忘了是哪一年,我骑着庞大笨重的自行车,一路打听着到宗夫家里去。这段距离,大概20里。沿途是蓬勃的植物,还有古朴苍劲的栗子树,好像,还途径一条河,茂密的草丛中有眨着眼睛的泉。

也许这些,都并不存在,是宗夫的诗歌幻化成了春天的模样。

那次去,是送稿子:我和宗夫,还有许多相识未识的青少年成立了一个诗社,许多人现在都已小有名气。我披一袭乡村的蓑衣,一刹那间脱离了大地与河流,超越了村庄和山峰……20世纪80年代中期,是一个春风化雨、枯树发芽的年代。文坛经历了“**********”之后的休整,“百花齐放,百家争鸣”,伤痕文学、反思文学方兴未艾,朦胧诗异军突起,一批人开始了完全区别于以往的诗歌创作,比第一批先富起来的人还早。当然,他们没少遭遇唾沫和石头。继徐敬亚《崛起的诗群》之后,《诗歌报》和《深圳青年报》联合做了一次全国性的诗歌流派大亮相,形形色色面目怪异的诗派粉墨登场,匪夷所思的主旨宣言令人瞠目结舌,就像习惯了祖宗遗传的大裆裤子,突然看到超短裙、露脐装一样,人们的表情来不及变换,心中的茫然、困惑、恐慌暴露无遗。

在当时的小城,宗夫是前卫诗歌的先行者。宗夫原先叫宗富,平俗的名字,寄托着父辈最淳朴的期望。后来,他擅自将“富”改成了“夫”,一字之差,土味儿没有了,意义全变了。在宗富成为宗夫之后,乡间少了一个未来的农夫,多了一位忧郁的诗人。他的诗语言锐利,想象丰富,对他早期作品影响至深的,是曹剑、柯平、伊甸等江南派诗人,后来的阅读则更为宽泛、博杂,在他早期的作品中,也常出现诸如麦子和骨骸之类的词句,一个接一个怪异而又苍凉的意象,扑面而来,让人眼花缭乱。

------------------------------------

待做练习:
1/ 请把关于宗夫的短文中的这句话译成英语:"也许这些,都并不存在,是宗夫的诗歌幻化成了春天的模样。"
2/ 根据关于宗夫的短文,宗夫原先叫什么名字?
3/ 接着关于宗夫的短文最后一句往下写。

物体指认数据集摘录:

------------------------------------

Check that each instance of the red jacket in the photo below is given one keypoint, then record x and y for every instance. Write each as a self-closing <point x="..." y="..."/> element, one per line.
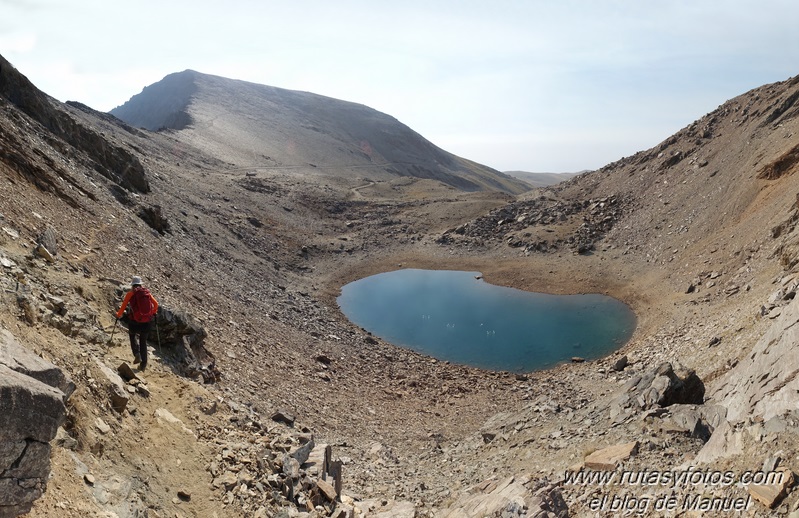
<point x="126" y="301"/>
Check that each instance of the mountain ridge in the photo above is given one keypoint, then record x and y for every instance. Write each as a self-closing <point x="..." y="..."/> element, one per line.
<point x="265" y="126"/>
<point x="698" y="234"/>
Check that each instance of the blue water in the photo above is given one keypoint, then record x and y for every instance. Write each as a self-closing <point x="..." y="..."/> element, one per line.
<point x="451" y="315"/>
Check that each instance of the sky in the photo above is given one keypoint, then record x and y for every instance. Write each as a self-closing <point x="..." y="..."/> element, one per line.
<point x="532" y="85"/>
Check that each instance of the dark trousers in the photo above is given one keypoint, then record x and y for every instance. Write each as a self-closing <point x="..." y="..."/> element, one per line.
<point x="139" y="347"/>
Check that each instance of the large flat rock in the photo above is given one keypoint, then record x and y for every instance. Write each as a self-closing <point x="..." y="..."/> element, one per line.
<point x="20" y="359"/>
<point x="29" y="409"/>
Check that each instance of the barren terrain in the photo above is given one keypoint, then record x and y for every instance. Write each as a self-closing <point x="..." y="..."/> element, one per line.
<point x="684" y="233"/>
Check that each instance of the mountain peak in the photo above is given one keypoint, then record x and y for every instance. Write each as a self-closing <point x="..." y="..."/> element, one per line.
<point x="259" y="126"/>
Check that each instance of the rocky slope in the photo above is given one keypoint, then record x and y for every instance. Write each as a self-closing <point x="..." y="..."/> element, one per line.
<point x="697" y="235"/>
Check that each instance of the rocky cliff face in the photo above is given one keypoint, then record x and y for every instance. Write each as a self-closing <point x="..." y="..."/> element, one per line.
<point x="113" y="162"/>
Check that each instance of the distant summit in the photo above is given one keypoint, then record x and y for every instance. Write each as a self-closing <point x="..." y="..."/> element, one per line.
<point x="257" y="126"/>
<point x="542" y="179"/>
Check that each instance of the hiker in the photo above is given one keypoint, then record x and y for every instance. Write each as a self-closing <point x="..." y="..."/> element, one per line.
<point x="143" y="308"/>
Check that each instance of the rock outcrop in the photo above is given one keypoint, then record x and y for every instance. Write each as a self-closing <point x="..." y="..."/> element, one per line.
<point x="32" y="407"/>
<point x="113" y="162"/>
<point x="666" y="385"/>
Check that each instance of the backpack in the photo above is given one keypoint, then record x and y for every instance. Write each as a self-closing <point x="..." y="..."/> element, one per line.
<point x="141" y="305"/>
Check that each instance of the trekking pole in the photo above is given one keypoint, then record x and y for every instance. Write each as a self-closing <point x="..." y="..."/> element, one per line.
<point x="158" y="335"/>
<point x="112" y="331"/>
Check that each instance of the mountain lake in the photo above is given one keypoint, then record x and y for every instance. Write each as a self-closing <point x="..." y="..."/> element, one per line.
<point x="457" y="317"/>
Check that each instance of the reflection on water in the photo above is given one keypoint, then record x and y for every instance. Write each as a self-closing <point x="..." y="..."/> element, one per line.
<point x="455" y="316"/>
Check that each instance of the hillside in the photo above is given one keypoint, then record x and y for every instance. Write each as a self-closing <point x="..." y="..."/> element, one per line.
<point x="697" y="234"/>
<point x="257" y="127"/>
<point x="541" y="179"/>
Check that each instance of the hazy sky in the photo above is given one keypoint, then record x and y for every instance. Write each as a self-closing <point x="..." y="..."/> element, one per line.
<point x="535" y="85"/>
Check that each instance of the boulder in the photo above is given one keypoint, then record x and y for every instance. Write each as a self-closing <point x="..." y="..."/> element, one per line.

------------------------------------

答案依次:
1/ Perhaps none of this ever existed; it was Zongfu's poetry transformed into the likeness of spring.

2/ 宗夫原先叫宗富。

3/
中学时代,他的大作就上了《诗刊》,著名诗人刘湛秋为之作评,感叹他的“秃顶的老墙再次生出绿发”之类的句子,非一般中学生能写出。宗夫是当时的一个奇迹,一个传说,他的诗歌地位,是早在学生时代就已经奠定了的。

对于自己的诗歌,宗夫好像从来没有解释过。面对着对他诗歌文本的争论,他厚道得像个不会争斤论两的农夫。“沉默,让诗歌发言”,多年后,宗夫的这句话,几乎成了经典。面对未来,落叶在脚下腐烂,种子在心中发芽……高中毕业后的宗夫在小镇外贸绣品厂做设计员,身材苗条,齿白唇红,鼻梁上架着近视眼镜,穿着鸡腿样的牛仔裤,格子衬衫,在途经的田野里撒下一路的书卷气。与他的书生气质不大相符的是他的络腮胡子,据说一度留得有模有样了,这使他成了相州古镇的四大怪之一。可惜我远在荒村,无缘目睹他此时的芳容。后来再见他时,胡子已经刮掉了,苍白的脸配一个青下巴,脚上穿着紧口布鞋,本本分分的。小心地问起他关于四大怪的传说及留胡子的原因,他讷讷地说:刮胡子太费事,所以就由它长了……我没想到理由竟这样简单得出奇,一时语塞。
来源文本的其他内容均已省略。